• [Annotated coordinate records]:
------------------------------------------------------------------------

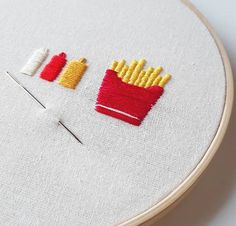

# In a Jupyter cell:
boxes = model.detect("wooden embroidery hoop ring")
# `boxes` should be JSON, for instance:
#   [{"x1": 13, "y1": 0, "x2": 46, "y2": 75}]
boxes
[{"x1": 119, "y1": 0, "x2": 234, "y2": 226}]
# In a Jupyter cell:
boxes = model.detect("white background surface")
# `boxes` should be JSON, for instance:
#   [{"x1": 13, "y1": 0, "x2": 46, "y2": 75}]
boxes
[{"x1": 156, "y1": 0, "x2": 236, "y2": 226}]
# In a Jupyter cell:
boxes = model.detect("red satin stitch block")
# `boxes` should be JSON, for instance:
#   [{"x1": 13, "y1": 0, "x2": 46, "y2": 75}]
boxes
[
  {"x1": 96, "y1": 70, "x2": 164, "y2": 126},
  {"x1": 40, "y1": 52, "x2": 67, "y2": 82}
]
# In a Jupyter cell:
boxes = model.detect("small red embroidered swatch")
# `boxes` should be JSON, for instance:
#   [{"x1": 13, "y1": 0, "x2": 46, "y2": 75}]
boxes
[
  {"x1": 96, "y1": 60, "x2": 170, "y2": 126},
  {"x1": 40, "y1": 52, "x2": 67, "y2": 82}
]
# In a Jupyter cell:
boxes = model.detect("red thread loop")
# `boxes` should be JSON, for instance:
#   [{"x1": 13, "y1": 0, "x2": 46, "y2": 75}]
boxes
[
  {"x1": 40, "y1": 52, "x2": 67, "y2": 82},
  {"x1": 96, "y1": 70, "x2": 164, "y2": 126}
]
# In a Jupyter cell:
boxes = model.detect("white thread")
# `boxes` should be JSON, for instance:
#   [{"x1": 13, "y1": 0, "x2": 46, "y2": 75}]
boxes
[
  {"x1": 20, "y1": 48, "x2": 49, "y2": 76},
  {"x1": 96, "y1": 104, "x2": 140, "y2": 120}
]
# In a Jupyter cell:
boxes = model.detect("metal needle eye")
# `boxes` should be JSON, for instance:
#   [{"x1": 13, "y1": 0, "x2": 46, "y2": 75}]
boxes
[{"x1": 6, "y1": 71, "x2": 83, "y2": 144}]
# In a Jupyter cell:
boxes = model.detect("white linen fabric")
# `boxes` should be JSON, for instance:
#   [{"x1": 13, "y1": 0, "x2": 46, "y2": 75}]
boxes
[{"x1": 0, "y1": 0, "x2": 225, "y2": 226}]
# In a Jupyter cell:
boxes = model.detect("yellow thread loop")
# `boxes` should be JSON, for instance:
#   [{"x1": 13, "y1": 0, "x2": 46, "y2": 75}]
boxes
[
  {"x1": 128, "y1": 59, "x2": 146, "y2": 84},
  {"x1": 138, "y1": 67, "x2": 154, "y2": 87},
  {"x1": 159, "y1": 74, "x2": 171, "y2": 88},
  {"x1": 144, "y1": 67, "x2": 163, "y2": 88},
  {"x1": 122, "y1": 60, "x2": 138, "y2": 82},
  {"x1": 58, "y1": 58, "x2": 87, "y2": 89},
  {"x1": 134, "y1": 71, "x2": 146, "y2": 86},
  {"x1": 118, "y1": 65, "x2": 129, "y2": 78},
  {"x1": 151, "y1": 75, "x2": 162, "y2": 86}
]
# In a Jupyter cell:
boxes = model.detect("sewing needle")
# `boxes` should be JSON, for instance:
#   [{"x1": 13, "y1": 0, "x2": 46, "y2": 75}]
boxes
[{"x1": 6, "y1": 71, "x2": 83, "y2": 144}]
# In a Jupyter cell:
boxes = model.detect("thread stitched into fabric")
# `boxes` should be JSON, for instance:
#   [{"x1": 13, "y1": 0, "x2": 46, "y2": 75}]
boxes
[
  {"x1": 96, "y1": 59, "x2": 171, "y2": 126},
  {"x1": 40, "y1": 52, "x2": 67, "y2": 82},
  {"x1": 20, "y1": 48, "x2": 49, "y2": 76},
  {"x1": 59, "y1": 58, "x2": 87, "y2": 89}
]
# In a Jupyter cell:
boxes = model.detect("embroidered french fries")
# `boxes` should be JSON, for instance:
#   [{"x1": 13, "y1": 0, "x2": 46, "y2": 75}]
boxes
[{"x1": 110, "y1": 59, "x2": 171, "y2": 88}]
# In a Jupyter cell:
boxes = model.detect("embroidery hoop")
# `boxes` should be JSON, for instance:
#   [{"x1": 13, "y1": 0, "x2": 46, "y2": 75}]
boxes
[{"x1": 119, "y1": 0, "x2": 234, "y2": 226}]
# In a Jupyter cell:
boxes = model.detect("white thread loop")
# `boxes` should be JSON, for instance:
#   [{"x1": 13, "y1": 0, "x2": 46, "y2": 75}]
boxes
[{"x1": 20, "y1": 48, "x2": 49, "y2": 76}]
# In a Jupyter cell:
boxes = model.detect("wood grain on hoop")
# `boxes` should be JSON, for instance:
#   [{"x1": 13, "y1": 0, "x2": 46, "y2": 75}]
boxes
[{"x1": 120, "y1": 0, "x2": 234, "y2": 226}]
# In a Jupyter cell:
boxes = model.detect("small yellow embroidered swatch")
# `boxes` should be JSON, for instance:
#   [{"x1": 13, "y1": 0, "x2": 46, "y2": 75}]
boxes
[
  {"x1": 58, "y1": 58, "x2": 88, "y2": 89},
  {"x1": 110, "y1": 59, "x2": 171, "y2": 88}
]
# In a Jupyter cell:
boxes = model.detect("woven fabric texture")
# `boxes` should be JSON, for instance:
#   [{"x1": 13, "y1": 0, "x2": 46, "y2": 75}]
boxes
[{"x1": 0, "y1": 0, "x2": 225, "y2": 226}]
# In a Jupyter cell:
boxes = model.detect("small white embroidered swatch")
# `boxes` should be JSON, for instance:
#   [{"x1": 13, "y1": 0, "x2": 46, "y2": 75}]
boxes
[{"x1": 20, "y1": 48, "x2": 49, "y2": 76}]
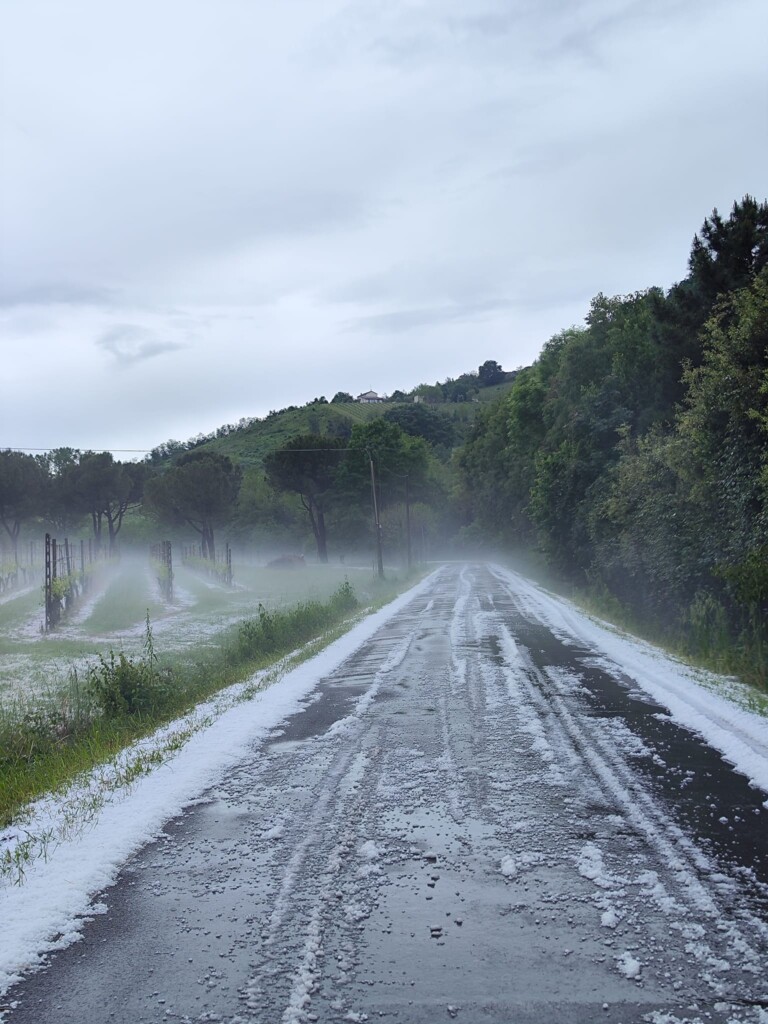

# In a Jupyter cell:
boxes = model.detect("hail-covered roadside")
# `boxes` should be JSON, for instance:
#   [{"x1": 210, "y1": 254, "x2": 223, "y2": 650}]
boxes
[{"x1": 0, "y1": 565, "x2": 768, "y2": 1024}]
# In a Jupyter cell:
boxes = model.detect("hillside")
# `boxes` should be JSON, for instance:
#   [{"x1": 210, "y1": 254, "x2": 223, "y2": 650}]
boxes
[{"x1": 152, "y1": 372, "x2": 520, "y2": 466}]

------------------------------------------------------------------------

• [WHAT IS EXPECTED]: Gather every line of the listing that contains the string "needle" and copy each one out.

• [EXERCISE RESPONSE]:
boxes = model.detect("metal needle eye")
boxes = model.detect("sewing needle")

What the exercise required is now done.